» **Short task**: Count the lines below that contain the string "green", and reply with the number alone.

» **Entries**:
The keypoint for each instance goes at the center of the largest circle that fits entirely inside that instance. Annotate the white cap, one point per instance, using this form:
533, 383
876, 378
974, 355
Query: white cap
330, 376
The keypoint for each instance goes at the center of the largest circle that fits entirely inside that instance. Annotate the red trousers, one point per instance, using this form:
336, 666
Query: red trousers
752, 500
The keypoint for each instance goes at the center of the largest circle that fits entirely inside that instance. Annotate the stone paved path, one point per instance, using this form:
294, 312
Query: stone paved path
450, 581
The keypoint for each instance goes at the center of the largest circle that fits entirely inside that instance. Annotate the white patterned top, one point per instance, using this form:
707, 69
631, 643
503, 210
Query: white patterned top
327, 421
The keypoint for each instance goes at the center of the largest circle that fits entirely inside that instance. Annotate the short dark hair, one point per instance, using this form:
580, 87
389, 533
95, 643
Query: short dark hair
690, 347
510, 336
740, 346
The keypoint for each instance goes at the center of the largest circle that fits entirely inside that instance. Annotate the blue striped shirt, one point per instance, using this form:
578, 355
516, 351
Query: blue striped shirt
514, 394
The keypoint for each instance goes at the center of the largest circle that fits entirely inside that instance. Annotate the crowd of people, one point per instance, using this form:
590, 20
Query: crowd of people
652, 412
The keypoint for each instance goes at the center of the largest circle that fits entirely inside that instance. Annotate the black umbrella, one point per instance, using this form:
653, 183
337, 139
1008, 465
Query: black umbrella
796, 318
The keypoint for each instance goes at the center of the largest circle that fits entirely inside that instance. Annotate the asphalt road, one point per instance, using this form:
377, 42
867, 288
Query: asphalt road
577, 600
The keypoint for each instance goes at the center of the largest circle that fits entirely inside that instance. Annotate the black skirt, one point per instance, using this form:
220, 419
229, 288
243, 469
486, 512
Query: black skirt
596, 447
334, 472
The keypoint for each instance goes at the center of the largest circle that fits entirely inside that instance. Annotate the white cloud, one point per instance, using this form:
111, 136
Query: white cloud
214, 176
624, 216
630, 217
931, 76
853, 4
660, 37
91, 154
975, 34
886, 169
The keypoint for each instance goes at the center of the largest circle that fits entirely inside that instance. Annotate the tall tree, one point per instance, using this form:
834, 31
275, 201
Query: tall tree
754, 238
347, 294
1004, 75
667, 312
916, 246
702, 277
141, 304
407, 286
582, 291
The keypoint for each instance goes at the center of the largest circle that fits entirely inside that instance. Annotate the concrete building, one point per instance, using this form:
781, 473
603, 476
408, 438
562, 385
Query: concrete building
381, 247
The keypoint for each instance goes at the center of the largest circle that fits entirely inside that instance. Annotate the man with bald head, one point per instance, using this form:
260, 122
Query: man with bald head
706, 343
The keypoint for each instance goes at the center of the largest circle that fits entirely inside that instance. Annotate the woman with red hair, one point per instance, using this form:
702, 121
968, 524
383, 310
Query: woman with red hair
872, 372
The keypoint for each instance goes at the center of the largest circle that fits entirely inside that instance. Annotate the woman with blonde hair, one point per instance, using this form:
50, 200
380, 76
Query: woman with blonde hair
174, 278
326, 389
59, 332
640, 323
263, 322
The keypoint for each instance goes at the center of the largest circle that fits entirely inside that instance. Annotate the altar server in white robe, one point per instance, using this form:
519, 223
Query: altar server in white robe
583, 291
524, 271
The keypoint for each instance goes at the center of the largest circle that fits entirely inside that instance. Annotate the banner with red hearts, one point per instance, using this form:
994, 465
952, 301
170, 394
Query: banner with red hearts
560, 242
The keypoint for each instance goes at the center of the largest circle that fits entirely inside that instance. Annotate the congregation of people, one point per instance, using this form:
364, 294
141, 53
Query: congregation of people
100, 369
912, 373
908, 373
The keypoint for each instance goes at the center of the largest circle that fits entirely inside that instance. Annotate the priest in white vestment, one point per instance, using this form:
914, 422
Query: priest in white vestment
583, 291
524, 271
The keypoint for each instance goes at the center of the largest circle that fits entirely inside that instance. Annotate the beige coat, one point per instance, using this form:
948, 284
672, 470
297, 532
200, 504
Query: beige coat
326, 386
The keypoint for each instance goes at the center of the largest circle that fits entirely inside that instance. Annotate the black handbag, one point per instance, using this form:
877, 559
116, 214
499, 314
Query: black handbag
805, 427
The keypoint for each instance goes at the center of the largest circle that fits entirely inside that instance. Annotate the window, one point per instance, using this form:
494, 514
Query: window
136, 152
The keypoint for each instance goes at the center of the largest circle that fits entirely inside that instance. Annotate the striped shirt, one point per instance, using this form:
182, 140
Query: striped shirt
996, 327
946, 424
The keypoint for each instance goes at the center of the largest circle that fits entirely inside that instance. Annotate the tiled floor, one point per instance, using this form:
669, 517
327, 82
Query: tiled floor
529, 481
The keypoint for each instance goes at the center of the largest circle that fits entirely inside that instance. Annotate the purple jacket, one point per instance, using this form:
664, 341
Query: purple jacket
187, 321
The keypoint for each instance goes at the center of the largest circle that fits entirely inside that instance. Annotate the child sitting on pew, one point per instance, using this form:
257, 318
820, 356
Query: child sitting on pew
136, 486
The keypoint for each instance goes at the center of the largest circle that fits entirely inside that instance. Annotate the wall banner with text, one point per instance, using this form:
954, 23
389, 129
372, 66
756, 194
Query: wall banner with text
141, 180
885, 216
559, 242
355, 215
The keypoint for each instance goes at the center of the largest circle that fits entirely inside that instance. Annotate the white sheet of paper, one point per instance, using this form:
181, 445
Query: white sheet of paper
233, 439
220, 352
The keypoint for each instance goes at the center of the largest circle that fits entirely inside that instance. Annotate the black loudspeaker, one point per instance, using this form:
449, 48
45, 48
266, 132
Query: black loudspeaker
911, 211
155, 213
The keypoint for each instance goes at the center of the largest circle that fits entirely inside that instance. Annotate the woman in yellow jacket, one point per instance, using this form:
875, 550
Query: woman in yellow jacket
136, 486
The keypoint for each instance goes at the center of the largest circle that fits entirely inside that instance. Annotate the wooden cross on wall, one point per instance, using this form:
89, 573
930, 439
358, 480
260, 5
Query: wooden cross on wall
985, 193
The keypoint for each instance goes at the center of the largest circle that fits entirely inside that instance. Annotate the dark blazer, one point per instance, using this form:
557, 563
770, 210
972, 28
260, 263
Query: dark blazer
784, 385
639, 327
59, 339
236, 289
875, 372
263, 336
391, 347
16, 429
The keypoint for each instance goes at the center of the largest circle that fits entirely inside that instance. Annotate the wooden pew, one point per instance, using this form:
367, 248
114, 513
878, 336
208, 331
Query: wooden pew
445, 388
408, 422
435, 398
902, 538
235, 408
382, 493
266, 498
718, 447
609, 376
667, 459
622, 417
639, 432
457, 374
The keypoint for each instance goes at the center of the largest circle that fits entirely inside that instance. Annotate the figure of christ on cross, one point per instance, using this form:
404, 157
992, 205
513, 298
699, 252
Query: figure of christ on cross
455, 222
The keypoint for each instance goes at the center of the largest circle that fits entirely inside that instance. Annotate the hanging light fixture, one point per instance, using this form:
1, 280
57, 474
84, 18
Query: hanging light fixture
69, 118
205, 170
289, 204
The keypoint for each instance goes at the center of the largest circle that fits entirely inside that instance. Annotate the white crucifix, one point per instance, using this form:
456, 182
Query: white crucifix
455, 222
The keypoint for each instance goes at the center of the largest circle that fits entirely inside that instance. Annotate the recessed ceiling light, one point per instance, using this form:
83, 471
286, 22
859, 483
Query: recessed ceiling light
* * *
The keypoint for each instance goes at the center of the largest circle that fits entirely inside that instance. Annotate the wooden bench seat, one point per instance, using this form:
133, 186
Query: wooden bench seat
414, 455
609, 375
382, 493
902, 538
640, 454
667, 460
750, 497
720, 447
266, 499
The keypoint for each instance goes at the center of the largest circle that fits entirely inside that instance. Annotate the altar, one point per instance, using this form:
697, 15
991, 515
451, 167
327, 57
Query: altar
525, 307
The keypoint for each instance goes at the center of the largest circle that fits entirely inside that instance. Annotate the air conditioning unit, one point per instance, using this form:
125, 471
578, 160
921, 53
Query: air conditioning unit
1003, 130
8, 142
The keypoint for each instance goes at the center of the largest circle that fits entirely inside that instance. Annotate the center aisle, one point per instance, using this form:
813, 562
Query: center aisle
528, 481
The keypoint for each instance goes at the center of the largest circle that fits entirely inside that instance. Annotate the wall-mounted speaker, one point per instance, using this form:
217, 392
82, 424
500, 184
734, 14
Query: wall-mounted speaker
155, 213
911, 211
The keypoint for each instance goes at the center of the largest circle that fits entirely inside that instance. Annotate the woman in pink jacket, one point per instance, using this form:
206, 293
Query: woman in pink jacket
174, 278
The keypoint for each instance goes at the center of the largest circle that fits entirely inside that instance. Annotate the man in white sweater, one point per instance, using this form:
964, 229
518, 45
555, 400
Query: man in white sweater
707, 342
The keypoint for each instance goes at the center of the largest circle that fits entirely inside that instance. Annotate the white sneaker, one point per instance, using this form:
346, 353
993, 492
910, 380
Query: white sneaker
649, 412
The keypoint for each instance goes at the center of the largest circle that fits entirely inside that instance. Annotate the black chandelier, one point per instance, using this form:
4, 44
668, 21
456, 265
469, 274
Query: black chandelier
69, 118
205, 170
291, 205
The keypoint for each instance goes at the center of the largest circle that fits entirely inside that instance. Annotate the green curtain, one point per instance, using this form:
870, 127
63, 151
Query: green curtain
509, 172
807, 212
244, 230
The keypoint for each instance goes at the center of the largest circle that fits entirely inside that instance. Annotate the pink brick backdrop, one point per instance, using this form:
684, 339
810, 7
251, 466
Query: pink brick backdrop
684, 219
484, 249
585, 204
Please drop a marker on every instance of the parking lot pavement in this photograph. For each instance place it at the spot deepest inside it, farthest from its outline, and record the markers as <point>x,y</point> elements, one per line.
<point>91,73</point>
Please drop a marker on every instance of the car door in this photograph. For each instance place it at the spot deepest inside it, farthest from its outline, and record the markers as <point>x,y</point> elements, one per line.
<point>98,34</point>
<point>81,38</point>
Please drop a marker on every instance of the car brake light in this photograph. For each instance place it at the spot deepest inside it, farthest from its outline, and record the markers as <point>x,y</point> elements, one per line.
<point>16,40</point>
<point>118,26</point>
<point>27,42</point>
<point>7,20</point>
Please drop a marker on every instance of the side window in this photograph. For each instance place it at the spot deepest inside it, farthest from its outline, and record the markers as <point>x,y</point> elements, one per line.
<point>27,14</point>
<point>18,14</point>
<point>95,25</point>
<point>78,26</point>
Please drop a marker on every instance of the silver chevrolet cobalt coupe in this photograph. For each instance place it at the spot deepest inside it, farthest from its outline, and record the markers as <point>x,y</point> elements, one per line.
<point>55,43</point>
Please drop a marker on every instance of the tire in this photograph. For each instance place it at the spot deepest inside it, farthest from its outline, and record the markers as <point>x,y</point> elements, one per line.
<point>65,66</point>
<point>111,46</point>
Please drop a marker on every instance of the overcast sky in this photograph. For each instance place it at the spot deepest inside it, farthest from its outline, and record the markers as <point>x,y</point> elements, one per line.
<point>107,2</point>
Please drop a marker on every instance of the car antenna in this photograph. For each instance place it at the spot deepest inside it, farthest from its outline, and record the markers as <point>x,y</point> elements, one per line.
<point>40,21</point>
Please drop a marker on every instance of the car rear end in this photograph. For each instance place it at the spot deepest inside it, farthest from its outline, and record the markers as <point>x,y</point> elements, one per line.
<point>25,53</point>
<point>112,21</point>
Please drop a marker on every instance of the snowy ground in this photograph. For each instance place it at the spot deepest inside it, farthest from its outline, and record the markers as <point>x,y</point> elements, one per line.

» **Reply**: 2